▶ **Excerpt provided**:
Aggrieved, the assessee carried the matter in appeal before the CIT(A). However, the CIT(A) not being impressed with the contentions advanced by the assessee dismissed the appeal.
The assessee being aggrieved with the order of the CIT(A) has carried the matter in appeal before us. It was submitted by the ld. Authorized Representative (for short „A.R‟) for the assessee, that the lower authorities had erred in making an exorbitant addition /disallowance @ 12.5% of the aggregate value of the purchases which were claimed by the assessee to have been made from the aforementioned parties. In support of his aforesaid contention, the ld. A.R submitted that the G.P rate of his business of trading in ferrous and non-ferrous metals for the year under consideration was 5.93%. Further, in order to fortify his aforesaid claim that the G.P rate for the year under consideration was 5.93%, the ld. A.R drew our attention to Page 11 and Para 9 of the order of the CIT(A).
Per contra, the ld. Departmental Representative (for short „D.R‟) submitted that as the assessee had failed to substantiate the genuineness and veracity of the purchases claimed to have been made from the aforementioned parties, therefore, the lower authorities had rightly made an addition @ 12.5% of the aggregate value of such purchases claimed to have been made from the aforementioned parties.

▶ **Material supplied**:
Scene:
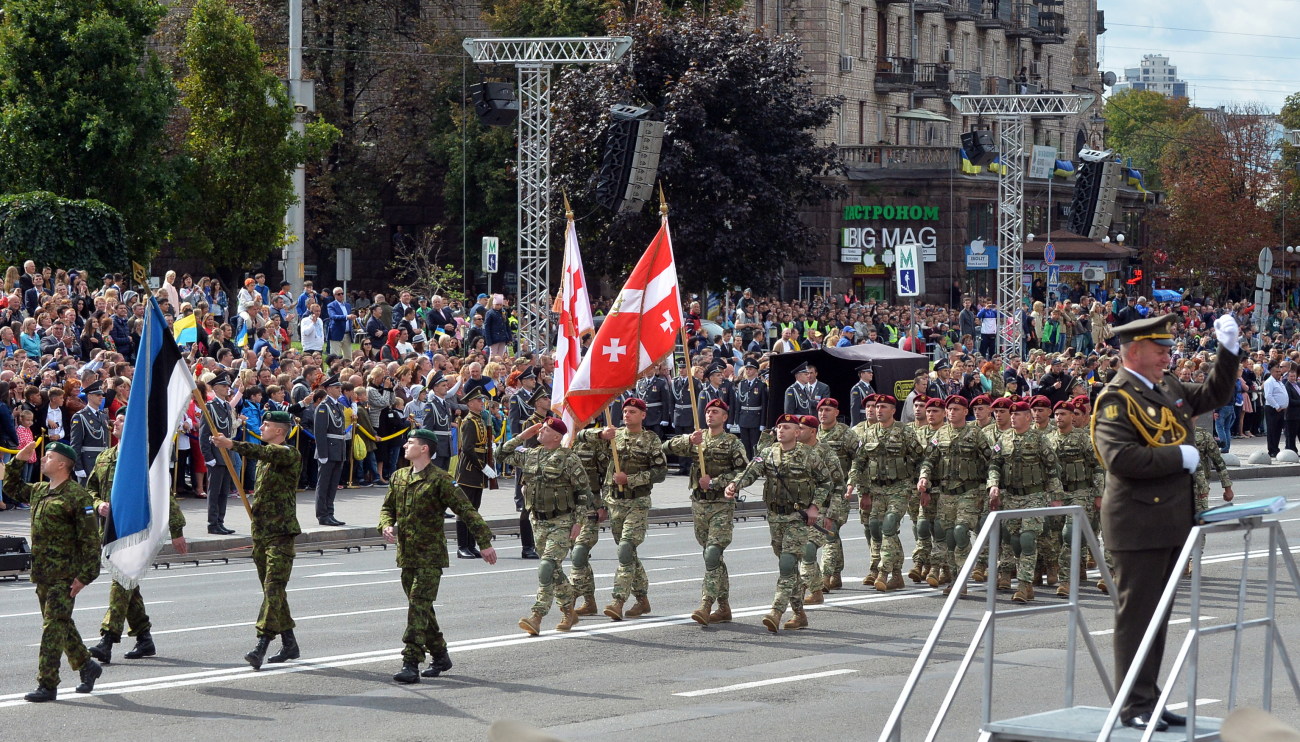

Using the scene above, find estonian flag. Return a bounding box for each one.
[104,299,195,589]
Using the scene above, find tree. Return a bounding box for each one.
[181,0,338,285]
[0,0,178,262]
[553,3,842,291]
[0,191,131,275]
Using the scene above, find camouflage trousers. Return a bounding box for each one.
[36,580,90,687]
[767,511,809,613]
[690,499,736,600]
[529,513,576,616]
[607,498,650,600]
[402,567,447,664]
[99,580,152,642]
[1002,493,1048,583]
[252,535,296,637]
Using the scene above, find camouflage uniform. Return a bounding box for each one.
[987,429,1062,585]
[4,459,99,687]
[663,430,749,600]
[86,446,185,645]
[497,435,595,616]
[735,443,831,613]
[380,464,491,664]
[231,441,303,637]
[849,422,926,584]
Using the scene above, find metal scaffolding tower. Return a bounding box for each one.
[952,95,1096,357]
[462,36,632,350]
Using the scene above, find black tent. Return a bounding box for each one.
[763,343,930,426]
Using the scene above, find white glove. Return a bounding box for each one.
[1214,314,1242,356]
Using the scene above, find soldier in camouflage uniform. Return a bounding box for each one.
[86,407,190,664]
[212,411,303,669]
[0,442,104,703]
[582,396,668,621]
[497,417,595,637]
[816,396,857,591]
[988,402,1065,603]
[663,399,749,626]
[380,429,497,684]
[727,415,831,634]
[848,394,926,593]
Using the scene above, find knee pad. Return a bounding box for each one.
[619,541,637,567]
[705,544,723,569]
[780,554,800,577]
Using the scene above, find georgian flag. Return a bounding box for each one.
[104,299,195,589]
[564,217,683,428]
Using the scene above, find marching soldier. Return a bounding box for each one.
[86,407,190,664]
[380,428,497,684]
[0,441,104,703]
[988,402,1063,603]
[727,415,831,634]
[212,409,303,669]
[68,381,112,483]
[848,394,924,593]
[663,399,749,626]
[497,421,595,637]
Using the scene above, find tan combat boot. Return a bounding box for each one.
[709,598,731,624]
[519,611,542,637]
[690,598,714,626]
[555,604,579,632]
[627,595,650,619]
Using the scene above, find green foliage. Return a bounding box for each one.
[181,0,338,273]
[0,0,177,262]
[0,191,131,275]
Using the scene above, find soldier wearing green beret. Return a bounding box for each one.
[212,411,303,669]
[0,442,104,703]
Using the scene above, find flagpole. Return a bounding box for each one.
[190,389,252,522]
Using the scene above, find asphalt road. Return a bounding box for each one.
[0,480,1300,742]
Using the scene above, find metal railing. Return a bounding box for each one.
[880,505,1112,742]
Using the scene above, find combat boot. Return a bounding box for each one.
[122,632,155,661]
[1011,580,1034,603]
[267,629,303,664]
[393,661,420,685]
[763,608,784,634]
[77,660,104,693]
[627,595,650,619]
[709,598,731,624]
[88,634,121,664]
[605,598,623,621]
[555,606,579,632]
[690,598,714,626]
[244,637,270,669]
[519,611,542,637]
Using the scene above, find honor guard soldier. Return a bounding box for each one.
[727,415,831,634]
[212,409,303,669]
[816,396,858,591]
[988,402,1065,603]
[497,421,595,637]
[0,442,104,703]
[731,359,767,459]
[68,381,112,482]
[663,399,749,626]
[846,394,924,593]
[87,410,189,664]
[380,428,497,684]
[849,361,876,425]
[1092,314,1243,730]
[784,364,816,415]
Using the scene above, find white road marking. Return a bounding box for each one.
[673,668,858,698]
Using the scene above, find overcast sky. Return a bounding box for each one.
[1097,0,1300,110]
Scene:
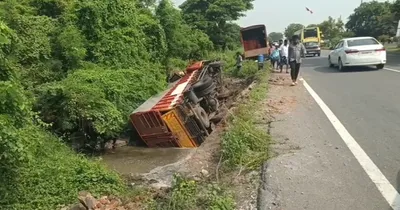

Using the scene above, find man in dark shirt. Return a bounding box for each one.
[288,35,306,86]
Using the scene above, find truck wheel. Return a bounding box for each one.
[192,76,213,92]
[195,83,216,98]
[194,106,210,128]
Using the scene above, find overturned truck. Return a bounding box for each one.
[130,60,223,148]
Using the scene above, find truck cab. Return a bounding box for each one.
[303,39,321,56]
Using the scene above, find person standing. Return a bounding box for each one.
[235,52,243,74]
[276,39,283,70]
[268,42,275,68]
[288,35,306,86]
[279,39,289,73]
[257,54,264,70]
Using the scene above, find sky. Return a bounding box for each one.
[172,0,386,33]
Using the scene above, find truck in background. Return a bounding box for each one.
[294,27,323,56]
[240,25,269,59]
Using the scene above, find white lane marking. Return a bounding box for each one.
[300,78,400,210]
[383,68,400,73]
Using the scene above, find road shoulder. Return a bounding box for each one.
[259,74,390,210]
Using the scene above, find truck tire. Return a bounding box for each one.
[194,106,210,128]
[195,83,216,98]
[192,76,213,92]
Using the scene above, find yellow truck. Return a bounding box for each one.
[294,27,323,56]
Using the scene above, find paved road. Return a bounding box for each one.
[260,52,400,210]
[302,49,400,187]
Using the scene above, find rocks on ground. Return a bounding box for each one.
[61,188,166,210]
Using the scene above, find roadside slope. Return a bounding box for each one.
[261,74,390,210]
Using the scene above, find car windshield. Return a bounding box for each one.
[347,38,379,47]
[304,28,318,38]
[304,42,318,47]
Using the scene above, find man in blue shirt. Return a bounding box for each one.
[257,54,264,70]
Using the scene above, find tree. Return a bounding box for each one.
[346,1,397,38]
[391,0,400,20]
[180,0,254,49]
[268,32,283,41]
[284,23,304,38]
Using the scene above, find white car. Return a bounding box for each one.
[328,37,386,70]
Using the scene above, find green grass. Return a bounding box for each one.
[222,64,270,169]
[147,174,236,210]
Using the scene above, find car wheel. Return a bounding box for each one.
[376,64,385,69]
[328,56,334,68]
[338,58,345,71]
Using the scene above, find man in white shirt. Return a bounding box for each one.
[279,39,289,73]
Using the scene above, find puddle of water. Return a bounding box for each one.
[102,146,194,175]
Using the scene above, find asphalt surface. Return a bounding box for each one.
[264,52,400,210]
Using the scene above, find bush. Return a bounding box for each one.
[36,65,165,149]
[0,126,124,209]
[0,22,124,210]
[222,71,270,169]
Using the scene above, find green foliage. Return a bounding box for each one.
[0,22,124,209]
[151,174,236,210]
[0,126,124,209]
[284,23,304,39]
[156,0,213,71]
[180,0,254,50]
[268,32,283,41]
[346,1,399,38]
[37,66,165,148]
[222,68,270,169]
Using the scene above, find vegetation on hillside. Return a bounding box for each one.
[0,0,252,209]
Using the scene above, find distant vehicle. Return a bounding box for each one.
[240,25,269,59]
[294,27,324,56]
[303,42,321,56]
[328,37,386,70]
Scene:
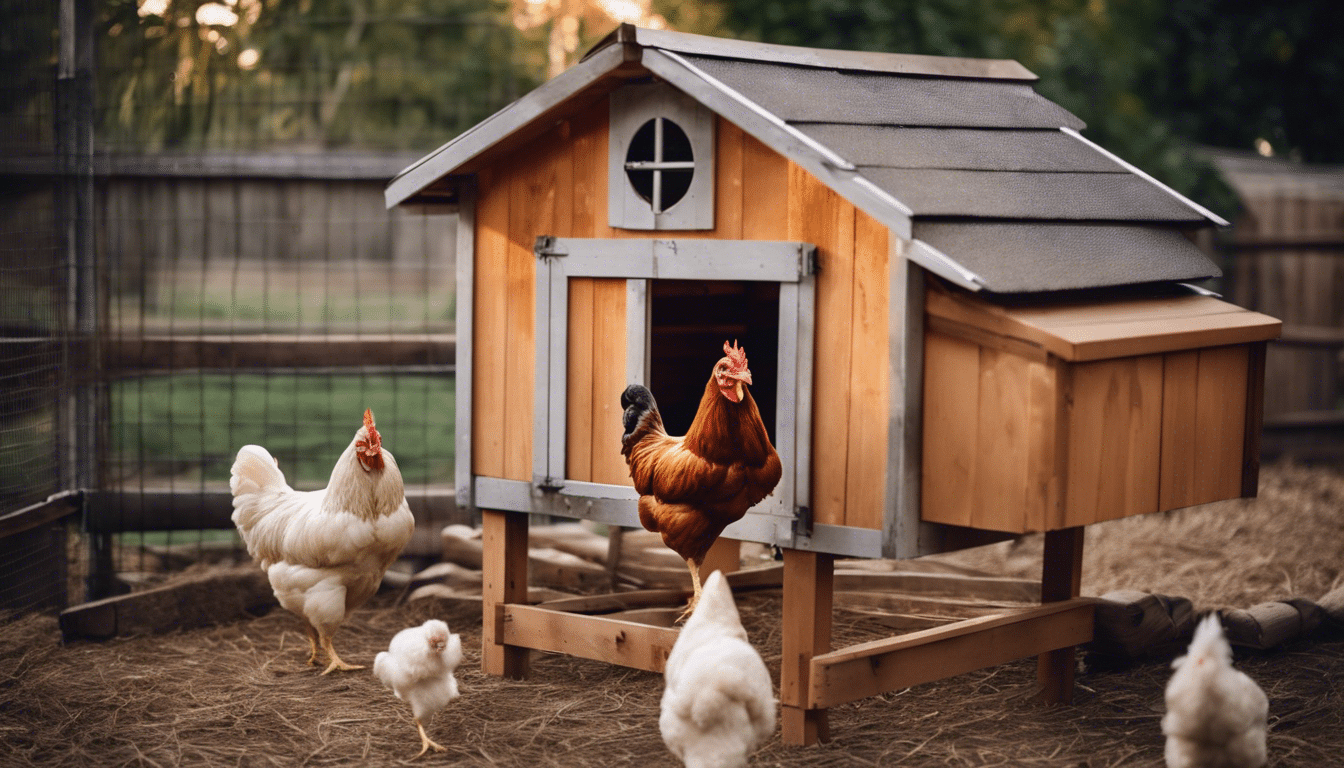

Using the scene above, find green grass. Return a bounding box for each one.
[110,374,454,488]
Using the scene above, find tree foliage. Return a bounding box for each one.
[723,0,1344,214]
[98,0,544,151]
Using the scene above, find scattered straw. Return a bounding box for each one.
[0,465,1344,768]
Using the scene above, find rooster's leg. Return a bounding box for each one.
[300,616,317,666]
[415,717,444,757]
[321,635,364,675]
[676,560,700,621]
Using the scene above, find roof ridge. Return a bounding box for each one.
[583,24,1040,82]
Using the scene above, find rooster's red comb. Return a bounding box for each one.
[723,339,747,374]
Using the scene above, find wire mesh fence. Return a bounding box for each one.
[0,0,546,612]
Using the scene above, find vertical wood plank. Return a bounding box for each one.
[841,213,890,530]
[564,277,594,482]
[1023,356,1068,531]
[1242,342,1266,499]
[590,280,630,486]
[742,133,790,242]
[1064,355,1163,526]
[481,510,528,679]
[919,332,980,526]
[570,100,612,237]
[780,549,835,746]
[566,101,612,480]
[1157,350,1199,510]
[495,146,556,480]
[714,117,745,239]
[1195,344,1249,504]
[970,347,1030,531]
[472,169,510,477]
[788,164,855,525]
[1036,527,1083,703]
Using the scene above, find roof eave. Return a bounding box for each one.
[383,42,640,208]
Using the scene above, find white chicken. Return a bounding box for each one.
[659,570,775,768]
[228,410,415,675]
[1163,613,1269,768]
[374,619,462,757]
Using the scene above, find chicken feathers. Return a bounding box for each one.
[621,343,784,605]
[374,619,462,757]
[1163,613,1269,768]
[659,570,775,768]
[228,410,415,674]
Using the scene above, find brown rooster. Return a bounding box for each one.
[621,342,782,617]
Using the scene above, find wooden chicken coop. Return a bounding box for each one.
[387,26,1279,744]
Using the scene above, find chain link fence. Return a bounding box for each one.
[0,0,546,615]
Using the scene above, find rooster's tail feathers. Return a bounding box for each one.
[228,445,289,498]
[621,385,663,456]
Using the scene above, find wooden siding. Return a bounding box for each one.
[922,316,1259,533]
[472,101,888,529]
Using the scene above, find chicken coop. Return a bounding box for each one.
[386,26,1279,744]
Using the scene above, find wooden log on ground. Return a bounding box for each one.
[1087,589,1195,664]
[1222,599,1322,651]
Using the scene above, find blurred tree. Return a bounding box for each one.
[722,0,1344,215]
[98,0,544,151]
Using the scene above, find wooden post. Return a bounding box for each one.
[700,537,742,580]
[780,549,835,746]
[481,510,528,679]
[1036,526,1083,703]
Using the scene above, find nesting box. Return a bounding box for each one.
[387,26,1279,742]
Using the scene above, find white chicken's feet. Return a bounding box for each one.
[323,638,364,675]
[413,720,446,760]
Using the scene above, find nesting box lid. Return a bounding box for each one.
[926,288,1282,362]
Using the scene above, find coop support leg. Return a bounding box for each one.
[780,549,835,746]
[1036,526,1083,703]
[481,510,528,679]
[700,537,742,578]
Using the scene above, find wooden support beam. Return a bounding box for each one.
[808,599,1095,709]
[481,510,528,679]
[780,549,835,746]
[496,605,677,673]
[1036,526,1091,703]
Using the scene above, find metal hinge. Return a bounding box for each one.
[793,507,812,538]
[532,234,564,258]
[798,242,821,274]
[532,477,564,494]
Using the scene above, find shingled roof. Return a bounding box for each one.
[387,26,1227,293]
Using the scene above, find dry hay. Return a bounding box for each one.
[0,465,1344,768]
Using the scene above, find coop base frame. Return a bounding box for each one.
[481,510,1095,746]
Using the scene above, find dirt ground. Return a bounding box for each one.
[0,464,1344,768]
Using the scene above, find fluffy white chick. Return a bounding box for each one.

▶ **To do**: In the tax appeal excerpt, what gross profit rate did the assessee's representative claim for the assessee's ferrous and non-ferrous metals trading business in the year under consideration?

▶ **Answer for this exercise**: 5.93%